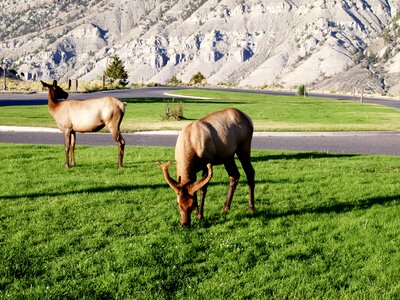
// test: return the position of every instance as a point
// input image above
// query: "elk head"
(185, 192)
(55, 90)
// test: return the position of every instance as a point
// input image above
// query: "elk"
(85, 116)
(211, 140)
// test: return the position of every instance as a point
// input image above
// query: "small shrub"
(173, 111)
(198, 78)
(301, 90)
(174, 81)
(116, 71)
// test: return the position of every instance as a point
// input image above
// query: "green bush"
(198, 78)
(116, 71)
(301, 90)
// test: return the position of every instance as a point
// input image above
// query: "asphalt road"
(386, 143)
(7, 99)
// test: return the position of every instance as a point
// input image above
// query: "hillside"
(332, 45)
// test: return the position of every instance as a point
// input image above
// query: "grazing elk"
(212, 140)
(85, 116)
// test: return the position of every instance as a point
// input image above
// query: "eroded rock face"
(250, 43)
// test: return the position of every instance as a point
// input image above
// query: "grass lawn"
(326, 227)
(269, 113)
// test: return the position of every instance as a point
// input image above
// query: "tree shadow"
(266, 214)
(300, 155)
(183, 100)
(113, 188)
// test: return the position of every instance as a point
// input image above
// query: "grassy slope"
(326, 226)
(269, 113)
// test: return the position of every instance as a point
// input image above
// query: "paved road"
(159, 92)
(386, 143)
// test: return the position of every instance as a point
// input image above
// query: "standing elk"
(212, 140)
(85, 116)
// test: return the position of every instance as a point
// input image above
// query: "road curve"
(384, 143)
(7, 99)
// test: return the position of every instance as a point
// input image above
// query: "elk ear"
(193, 188)
(44, 84)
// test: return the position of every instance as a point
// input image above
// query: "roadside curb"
(255, 134)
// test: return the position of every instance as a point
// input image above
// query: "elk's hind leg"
(119, 140)
(67, 140)
(234, 176)
(250, 174)
(72, 147)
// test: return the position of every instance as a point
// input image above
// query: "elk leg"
(203, 192)
(234, 176)
(72, 148)
(67, 138)
(120, 144)
(250, 174)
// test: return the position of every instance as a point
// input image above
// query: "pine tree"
(116, 71)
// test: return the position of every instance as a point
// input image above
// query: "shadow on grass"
(300, 155)
(123, 188)
(333, 208)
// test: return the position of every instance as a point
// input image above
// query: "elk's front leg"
(72, 148)
(200, 210)
(67, 139)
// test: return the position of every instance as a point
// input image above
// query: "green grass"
(326, 227)
(269, 113)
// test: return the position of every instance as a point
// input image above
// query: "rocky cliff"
(333, 45)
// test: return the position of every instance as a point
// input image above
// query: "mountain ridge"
(334, 45)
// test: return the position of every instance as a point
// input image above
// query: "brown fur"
(212, 140)
(85, 116)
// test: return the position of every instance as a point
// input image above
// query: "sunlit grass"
(269, 113)
(326, 227)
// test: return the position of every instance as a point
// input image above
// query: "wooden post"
(4, 76)
(362, 94)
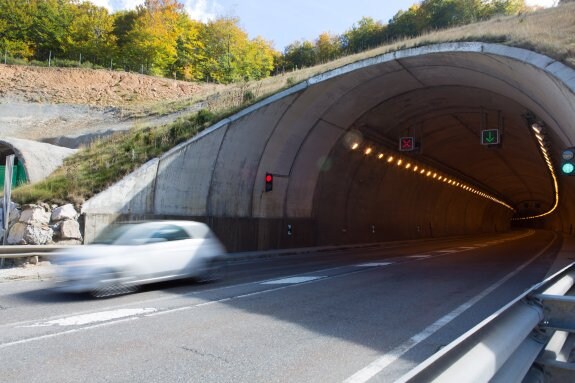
========
All of the material should be reproduced exactly, apart from the pictures.

▶ [Answer box]
// test: return the position of every instance as a point
// input image above
// query: "elk head"
(185, 192)
(55, 90)
// test: return the position of every instance as a point
// input image above
// query: "elk"
(85, 116)
(211, 140)
// test: return the position of every instance as a point
// input image above
// query: "small shrub"
(173, 111)
(198, 78)
(301, 90)
(174, 81)
(116, 71)
// test: return the position of every instance as a point
// input image above
// query: "green bush"
(198, 78)
(116, 71)
(301, 90)
// test: return the position of every instance as a point
// input image above
// query: "asphalt road"
(386, 143)
(7, 99)
// test: return the position of every instance as a point
// input image above
// query: "hillside"
(332, 45)
// test: return the position of every instance as a point
// input image above
// query: "grazing elk"
(212, 140)
(85, 116)
// test: return the position of every instance as a point
// input image above
// query: "eroded rock face"
(250, 43)
// test: return the position of every instance as a point
// input image above
// query: "grass lawn"
(326, 227)
(269, 113)
// test: return the position of every instance as a point
// input image above
// query: "tree shadow"
(266, 214)
(300, 155)
(183, 100)
(113, 188)
// test: return the position of every instance as a point
// input image above
// query: "grassy slope"
(326, 226)
(269, 113)
// test: return the position of every instance as a point
// input image above
// query: "paved road"
(159, 92)
(386, 143)
// test: return the position of every instance as a point
// input image above
// query: "standing elk"
(212, 140)
(85, 116)
// test: return the position of every instance as a point
// input image above
// query: "road curve"
(384, 143)
(7, 99)
// test: return the position of every instance as a point
// input image above
// query: "elk ear"
(193, 188)
(44, 84)
// test: return the position of every instance as a point
// input image above
// query: "roadside curb"
(255, 134)
// test: return the position of every instance as a point
// input image above
// query: "elk's hind leg"
(119, 140)
(67, 140)
(234, 176)
(250, 174)
(72, 147)
// test: return the position of every instance as a point
// input image above
// query: "elk leg"
(203, 192)
(234, 176)
(72, 148)
(67, 138)
(120, 144)
(250, 174)
// test: return the position of every instance as a point
// input image above
// query: "pine tree"
(116, 71)
// test: return the position of every instance as a point
// input image above
// query: "shadow on grass"
(300, 155)
(123, 188)
(333, 208)
// test: return the position of every instance as a point
// input image above
// query: "elk's front leg"
(72, 148)
(200, 210)
(67, 139)
// test: return the position of every instance as a point
// input image above
// query: "green grass"
(326, 227)
(269, 113)
// test: return the position of every instance as a point
// input image above
// query: "rocky cliff"
(333, 45)
// test: return the position of every instance as a point
// input image above
// query: "mountain ridge"
(334, 45)
// test: return the position of every instance as a point
// input image above
// query: "brown fur"
(212, 140)
(85, 116)
// test: return the position of every instance as a point
// input image above
// query: "sunlit grass"
(269, 113)
(326, 227)
// test: return the position of every instance as a point
// input image above
// query: "wooden post"
(4, 76)
(362, 94)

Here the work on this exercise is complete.